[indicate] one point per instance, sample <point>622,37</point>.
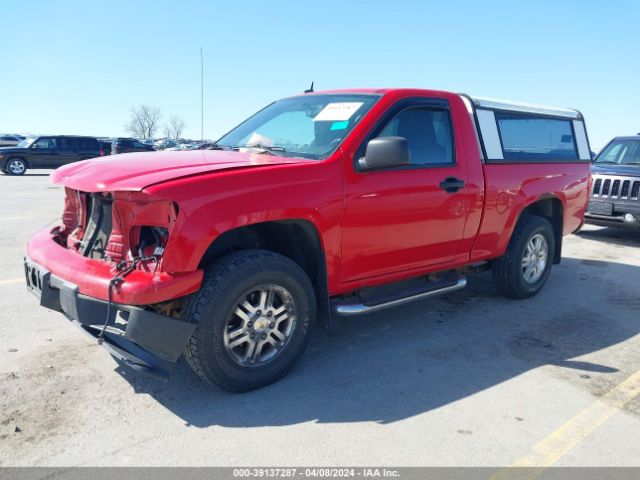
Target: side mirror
<point>385,152</point>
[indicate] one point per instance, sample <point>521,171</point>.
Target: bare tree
<point>177,126</point>
<point>144,121</point>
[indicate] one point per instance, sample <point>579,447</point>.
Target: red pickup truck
<point>340,202</point>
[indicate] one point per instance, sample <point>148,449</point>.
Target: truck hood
<point>615,170</point>
<point>135,171</point>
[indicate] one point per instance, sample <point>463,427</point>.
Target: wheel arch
<point>547,206</point>
<point>297,239</point>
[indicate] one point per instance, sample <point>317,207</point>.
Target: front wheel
<point>525,267</point>
<point>253,313</point>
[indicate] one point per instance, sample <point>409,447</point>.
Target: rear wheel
<point>15,166</point>
<point>525,267</point>
<point>253,314</point>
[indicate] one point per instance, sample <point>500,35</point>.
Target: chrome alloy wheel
<point>260,325</point>
<point>16,167</point>
<point>534,261</point>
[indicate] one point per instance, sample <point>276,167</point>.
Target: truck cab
<point>320,205</point>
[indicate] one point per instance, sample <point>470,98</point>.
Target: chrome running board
<point>437,288</point>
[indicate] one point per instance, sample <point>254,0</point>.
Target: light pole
<point>201,96</point>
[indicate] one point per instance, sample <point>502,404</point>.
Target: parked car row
<point>18,154</point>
<point>10,140</point>
<point>51,151</point>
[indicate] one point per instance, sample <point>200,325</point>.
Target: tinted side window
<point>45,143</point>
<point>88,144</point>
<point>428,132</point>
<point>67,144</point>
<point>536,138</point>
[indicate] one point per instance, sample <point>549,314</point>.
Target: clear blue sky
<point>77,67</point>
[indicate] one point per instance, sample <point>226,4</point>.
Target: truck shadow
<point>403,362</point>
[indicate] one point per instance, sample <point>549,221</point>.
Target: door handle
<point>451,184</point>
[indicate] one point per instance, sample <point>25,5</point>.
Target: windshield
<point>310,126</point>
<point>620,152</point>
<point>26,143</point>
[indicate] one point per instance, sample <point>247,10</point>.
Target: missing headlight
<point>152,241</point>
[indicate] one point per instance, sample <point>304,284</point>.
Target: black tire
<point>15,172</point>
<point>508,271</point>
<point>212,307</point>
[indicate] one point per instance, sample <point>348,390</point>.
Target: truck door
<point>410,217</point>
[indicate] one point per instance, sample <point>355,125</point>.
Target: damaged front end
<point>103,268</point>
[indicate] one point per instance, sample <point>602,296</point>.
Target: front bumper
<point>92,276</point>
<point>144,340</point>
<point>613,218</point>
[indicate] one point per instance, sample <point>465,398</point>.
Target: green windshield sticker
<point>340,125</point>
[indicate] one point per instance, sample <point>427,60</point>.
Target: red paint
<point>374,227</point>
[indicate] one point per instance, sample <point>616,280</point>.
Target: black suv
<point>127,145</point>
<point>615,195</point>
<point>49,151</point>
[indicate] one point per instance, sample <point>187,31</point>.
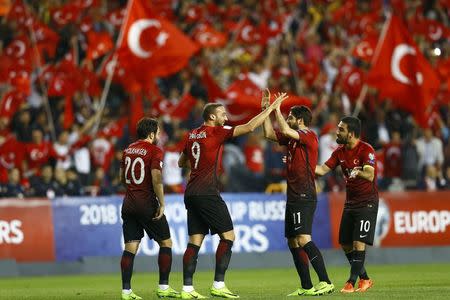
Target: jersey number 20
<point>128,163</point>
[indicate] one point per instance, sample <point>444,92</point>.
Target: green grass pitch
<point>421,281</point>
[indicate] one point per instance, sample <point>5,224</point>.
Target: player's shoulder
<point>308,132</point>
<point>339,149</point>
<point>366,146</point>
<point>222,128</point>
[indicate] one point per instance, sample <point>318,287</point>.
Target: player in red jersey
<point>302,146</point>
<point>358,163</point>
<point>143,207</point>
<point>206,210</point>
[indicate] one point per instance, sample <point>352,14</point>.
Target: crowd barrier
<point>68,229</point>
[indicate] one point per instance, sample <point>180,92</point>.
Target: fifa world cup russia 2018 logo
<point>383,223</point>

**Problem to solve**
The answer must be an exact copy of the lines from the one that holds "Target: black suv" through the end of the data, both included, with no pictures.

**Response to this exercise**
Target: black suv
<point>127,145</point>
<point>615,195</point>
<point>49,151</point>
[indicate] one point per instance, sample <point>187,31</point>.
Target: jersey number 20
<point>128,163</point>
[indicate] one point per instance, sample <point>444,92</point>.
Target: green grass pitch
<point>421,281</point>
[indicate] one point per instance, sample <point>5,224</point>.
Target: player's shoulder
<point>308,132</point>
<point>339,149</point>
<point>366,146</point>
<point>222,128</point>
[indicate] one point per instance, sample <point>318,287</point>.
Target: player in red jersey
<point>302,146</point>
<point>358,163</point>
<point>143,207</point>
<point>206,210</point>
[indicate] one point per instance, sample <point>352,14</point>.
Target: crowd barrier
<point>68,229</point>
[indicate] one point per instance, sample <point>180,92</point>.
Target: fifa world cup russia 2018 logo
<point>383,223</point>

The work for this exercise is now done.